--- START ---
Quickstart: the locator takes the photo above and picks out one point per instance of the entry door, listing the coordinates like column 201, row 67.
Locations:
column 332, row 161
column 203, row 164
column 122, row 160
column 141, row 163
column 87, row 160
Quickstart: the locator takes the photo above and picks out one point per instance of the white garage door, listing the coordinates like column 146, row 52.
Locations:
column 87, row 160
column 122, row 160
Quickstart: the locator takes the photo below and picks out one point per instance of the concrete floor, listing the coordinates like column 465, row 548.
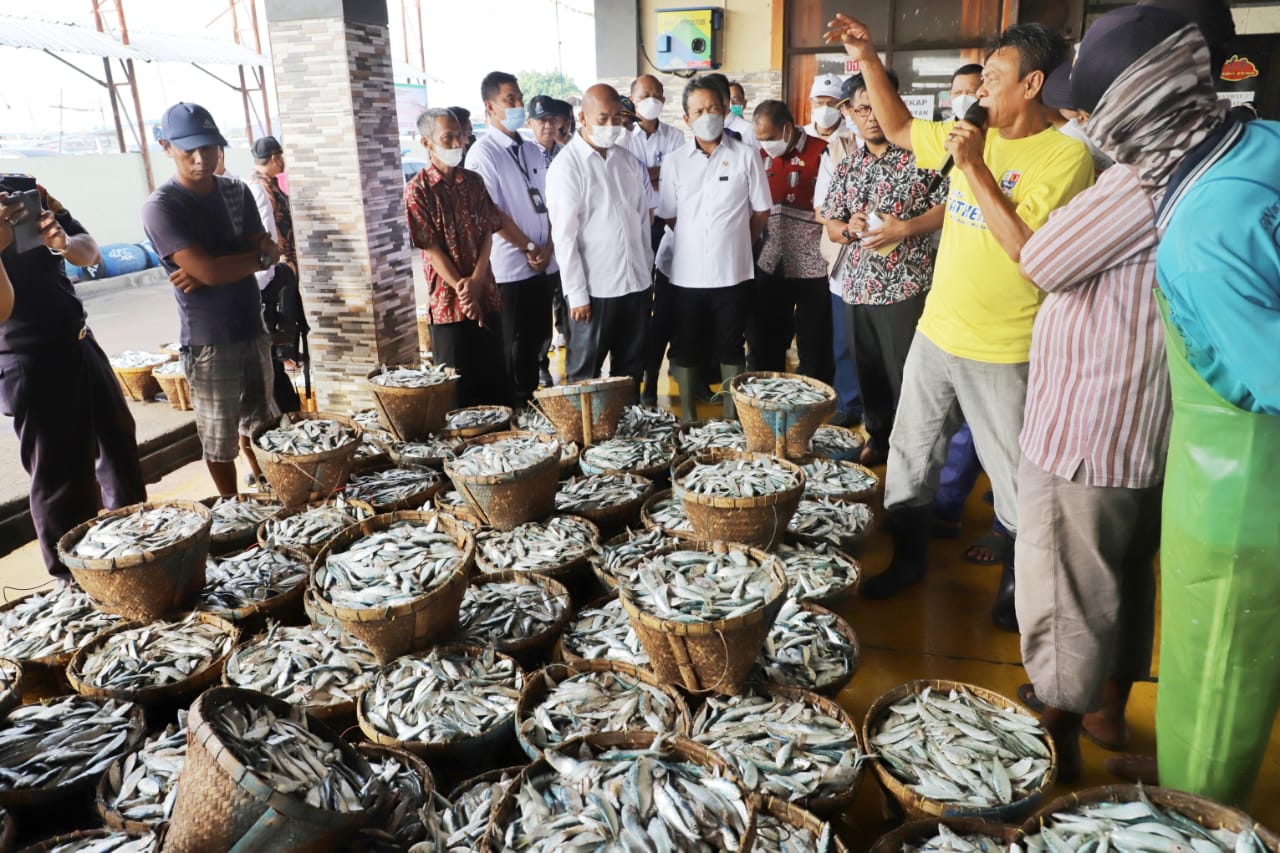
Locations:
column 937, row 629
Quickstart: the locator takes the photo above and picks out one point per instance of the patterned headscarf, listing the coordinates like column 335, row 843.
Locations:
column 1159, row 109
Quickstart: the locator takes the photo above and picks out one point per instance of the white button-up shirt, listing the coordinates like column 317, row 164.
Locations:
column 511, row 168
column 599, row 206
column 712, row 199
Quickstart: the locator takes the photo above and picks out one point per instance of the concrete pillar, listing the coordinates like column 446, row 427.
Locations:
column 333, row 80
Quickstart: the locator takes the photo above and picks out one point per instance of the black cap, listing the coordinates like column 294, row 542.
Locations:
column 1115, row 41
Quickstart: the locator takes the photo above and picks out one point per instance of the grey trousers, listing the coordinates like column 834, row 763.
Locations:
column 1086, row 592
column 940, row 392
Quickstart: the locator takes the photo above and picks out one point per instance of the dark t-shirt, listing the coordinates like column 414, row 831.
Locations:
column 224, row 222
column 46, row 313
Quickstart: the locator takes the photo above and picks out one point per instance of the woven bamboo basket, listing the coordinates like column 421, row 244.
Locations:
column 412, row 625
column 536, row 690
column 677, row 747
column 478, row 751
column 222, row 803
column 1205, row 812
column 713, row 656
column 504, row 501
column 222, row 543
column 466, row 433
column 311, row 477
column 530, row 651
column 586, row 411
column 176, row 692
column 414, row 414
column 897, row 839
column 920, row 807
column 781, row 428
column 759, row 520
column 147, row 585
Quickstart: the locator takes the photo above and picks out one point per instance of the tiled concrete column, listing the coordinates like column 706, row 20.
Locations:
column 333, row 80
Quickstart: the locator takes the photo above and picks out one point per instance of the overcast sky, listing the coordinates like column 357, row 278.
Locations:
column 465, row 40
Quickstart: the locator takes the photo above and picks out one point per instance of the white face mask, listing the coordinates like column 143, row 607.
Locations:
column 708, row 127
column 826, row 117
column 649, row 108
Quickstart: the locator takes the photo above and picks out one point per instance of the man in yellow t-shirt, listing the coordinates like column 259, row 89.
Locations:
column 968, row 360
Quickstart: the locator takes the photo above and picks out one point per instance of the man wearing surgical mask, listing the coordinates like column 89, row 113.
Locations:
column 522, row 258
column 598, row 194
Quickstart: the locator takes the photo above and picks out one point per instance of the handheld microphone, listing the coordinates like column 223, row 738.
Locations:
column 976, row 114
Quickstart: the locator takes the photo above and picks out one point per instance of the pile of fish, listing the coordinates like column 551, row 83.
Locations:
column 816, row 571
column 311, row 666
column 805, row 649
column 600, row 492
column 391, row 486
column 154, row 655
column 248, row 578
column 713, row 434
column 739, row 478
column 535, row 546
column 592, row 702
column 314, row 527
column 136, row 359
column 702, row 587
column 388, row 568
column 643, row 422
column 1134, row 826
column 295, row 761
column 306, row 437
column 961, row 748
column 124, row 536
column 627, row 455
column 776, row 389
column 951, row 842
column 782, row 747
column 835, row 479
column 46, row 746
column 236, row 515
column 502, row 456
column 423, row 377
column 46, row 624
column 625, row 799
column 443, row 697
column 604, row 634
column 144, row 787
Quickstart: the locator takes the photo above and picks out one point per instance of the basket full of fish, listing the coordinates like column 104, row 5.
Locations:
column 781, row 411
column 703, row 612
column 586, row 411
column 264, row 775
column 414, row 398
column 508, row 478
column 141, row 561
column 735, row 496
column 307, row 455
column 951, row 749
column 396, row 582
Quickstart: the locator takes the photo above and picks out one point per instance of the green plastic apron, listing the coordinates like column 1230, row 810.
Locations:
column 1220, row 589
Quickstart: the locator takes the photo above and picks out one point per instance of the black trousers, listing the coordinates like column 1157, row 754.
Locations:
column 787, row 308
column 476, row 354
column 526, row 327
column 880, row 338
column 76, row 434
column 617, row 331
column 720, row 314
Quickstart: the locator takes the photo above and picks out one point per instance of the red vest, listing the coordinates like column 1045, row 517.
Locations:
column 791, row 178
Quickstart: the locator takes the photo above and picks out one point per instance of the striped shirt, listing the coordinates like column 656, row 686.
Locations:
column 1097, row 393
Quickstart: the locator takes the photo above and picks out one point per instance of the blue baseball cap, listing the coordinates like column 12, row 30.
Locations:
column 190, row 127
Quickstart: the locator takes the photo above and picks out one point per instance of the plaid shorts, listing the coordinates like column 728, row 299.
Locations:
column 231, row 391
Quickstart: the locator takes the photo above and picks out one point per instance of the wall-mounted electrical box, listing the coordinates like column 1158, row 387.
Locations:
column 689, row 39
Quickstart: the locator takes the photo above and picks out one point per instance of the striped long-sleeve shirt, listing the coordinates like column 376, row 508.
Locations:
column 1097, row 393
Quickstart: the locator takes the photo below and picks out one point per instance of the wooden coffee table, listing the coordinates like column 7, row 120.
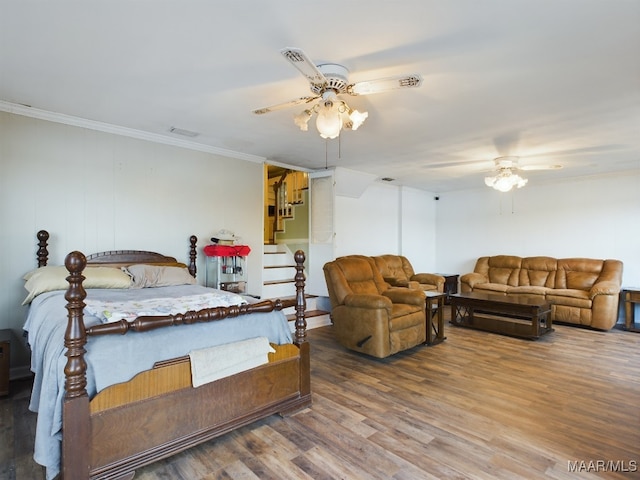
--- END ---
- **Task objective**: Your reply should hold every line from the data that contains "striped", copied in full.

- **Result**:
Quickstart: the locator takes the photo above and picks out one point per instance of the striped shirt, listing the coordinates like column 656, row 686.
Quickstart: the locator takes the photo above and picks out one point per instance of the striped long-sleeve shirt, listing the coordinates like column 376, row 508.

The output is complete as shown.